TEXT UNDER STUDY:
*** Block opens ***

The current pattern of results supports the Omission-Commission model (Giovannetti et al., 2012), which proposes that omission and commission errors are distinct everyday action impairments. We found that omissions were predicted by segmentation ability; commissions were not. Importantly, this study was the first to systematically evaluate which brain regions were associated with each error type. MTL volume predicted omissions, DLPFC predicted commissions, and ACC predicted action additions.

4.2. Conclusion

Segmentation of everyday activities is related to the performance of different activities in cognitively healthy older adults and those with mild AD, and the integrity of the MTL largely, but not completely, accounts for this relationship. Performance of everyday activities likely involves remembering the necessary task steps, monitoring where you are in the task sequence, and dividing the actions into meaningful steps – all of which are involved in segmenting ongoing activity. Finally, different brain structures were important for different error types, which was generally consistent with neuropsychological models of error. The segmentation of events may be critical for action production, in particular because producing temporally organized goal-directed behavior may depend on the same representational system used to perceive temporal organization in others’ behavior.

Acknowledgments

Thanks to Jason Hassenstaab, Denise Head, and John Morris for their input on the diagnostic procedures at the Knight Alzheimer's Disease Research Center. A special thanks to Melody Brenneisen for data entry and scoring procedures, Becky Fierberg for recruiting participants, and Betsy Grant for assistance with the psychometric data. This research was supported by NIH Grant R01 AG031150, PI Jeffrey M. Zacks; NIH Grant F32 AG039162, PI Heather Bailey; NIA Grant T32 AG000030-31, PI David Balota; NIA Grants P50 AG05681, P01 AG03991, P01 AG26276, PI John C. Morris; the generous support of Fred Simmons and Olga Mohan.

Footnotes

1

We included fine-grained segmentation because previous work has demonstrated that segmentation is hierarchically organized, with fine-grained events grouping into coarse-grained events. Kurby and Zacks (2011) found that older adults showed less hierarchical segmentation than younger adults. However, we did not find differences amongst the older adult groups tested here. Thus, all analyses regarding segmentation agreement collapses agreement across the coarse-segmentation and fine-segmentation conditions.

*** Block closes ***

ACTIVITIES:
[A] In the passage on event segmentation and everyday activities, which brain measure predicted omission errors?
[B] Extend the passage on event segmentation and everyday activities, picking up right after its last sentence.
The material has no role in any of this work on the text.

RECORD SET:
*** Block opens ***

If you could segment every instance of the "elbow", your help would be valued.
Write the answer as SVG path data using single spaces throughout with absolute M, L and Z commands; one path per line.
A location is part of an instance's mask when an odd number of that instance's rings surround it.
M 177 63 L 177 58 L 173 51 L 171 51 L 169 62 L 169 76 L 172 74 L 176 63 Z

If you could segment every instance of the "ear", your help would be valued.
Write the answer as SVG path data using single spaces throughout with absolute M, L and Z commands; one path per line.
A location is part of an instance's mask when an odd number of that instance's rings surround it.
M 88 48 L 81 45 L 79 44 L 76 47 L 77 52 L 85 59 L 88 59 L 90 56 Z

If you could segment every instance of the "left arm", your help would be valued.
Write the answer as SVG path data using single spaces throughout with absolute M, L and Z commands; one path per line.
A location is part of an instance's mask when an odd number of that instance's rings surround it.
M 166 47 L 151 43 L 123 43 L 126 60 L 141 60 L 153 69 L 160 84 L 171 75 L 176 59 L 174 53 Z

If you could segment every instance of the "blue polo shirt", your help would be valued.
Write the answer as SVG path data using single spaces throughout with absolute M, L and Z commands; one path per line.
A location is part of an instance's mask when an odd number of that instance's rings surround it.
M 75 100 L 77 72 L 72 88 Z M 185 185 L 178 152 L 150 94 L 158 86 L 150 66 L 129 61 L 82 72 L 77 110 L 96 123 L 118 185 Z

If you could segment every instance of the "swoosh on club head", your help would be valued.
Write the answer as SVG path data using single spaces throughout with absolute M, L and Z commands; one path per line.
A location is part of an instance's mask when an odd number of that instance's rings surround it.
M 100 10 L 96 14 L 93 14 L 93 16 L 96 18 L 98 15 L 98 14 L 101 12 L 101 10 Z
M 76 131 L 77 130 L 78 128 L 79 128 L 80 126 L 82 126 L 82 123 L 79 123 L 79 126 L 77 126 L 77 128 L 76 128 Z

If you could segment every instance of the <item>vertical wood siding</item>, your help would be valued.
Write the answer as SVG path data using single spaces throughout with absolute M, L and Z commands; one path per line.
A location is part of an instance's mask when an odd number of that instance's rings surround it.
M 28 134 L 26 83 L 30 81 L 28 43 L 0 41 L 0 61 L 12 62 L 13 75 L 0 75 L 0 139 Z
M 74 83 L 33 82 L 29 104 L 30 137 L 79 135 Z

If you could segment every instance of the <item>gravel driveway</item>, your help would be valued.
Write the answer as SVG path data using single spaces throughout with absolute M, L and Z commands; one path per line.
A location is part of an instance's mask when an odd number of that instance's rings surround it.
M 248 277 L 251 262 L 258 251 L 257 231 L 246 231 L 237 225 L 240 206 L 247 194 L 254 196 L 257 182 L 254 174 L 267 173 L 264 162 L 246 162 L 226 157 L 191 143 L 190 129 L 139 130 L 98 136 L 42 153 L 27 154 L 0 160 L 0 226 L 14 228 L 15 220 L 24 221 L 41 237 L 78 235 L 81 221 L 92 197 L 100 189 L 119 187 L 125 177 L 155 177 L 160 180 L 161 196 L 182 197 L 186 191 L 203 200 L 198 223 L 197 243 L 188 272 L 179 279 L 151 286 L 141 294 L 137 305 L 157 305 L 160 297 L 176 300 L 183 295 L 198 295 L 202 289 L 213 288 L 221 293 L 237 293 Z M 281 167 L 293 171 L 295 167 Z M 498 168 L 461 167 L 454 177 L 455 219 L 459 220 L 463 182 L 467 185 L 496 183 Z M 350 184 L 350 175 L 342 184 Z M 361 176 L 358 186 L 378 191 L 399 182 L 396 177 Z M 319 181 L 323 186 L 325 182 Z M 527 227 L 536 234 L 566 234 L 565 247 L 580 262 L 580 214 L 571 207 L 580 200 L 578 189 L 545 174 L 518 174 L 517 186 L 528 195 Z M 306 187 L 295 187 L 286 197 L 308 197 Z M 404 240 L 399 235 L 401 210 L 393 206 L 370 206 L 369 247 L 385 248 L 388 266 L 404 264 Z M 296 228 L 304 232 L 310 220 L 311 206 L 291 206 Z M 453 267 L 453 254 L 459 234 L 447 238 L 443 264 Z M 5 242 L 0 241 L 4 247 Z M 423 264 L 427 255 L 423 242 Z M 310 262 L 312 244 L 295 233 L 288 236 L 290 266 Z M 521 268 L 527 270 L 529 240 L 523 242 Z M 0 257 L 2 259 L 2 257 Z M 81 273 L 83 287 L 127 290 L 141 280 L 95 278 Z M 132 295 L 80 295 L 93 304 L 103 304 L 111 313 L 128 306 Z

*** Block closes ***

ANSWERS TO THE EXERCISES:
[A] MTL volume predicted omission errors.

[B]
2

The participants in this study by definition are non-normative. Thus, we used normative segmentation locations from a group of healthy older adults reported in a previous study (Kurby, Sargent, Bailey, & Zacks, 2012).

3

Images for 6 participants were collected on a Siemens 1.5T Vision scanner, whereas images for 49 participants were collected on a Siemens 3T Trio scanner. Volume estimates did not differ by scanner type. Also, controlling for scanner type and the scanner × volume interaction did not change the amount of variance the volume measures accounted for in the cognitive variables. Thus, scanner type was not included in any further analyses.

4

To ensure that group differences in segmentation agreement were not influenced by slower reaction time to press the spacebar, we computed cross-correlations for the distribution of button presses for each CDR group. The maximal lag between the distributions was zero and the zero-order correlations between the group distributions were significant (rs = 0.35 to 0.66, ps < 0.001). These results indicate that neither the CDR 0.5 nor CDR 1 groups had poorer segmentation agreement scores because their distribution of segmentation locations were shifted by a constant value due to slowing.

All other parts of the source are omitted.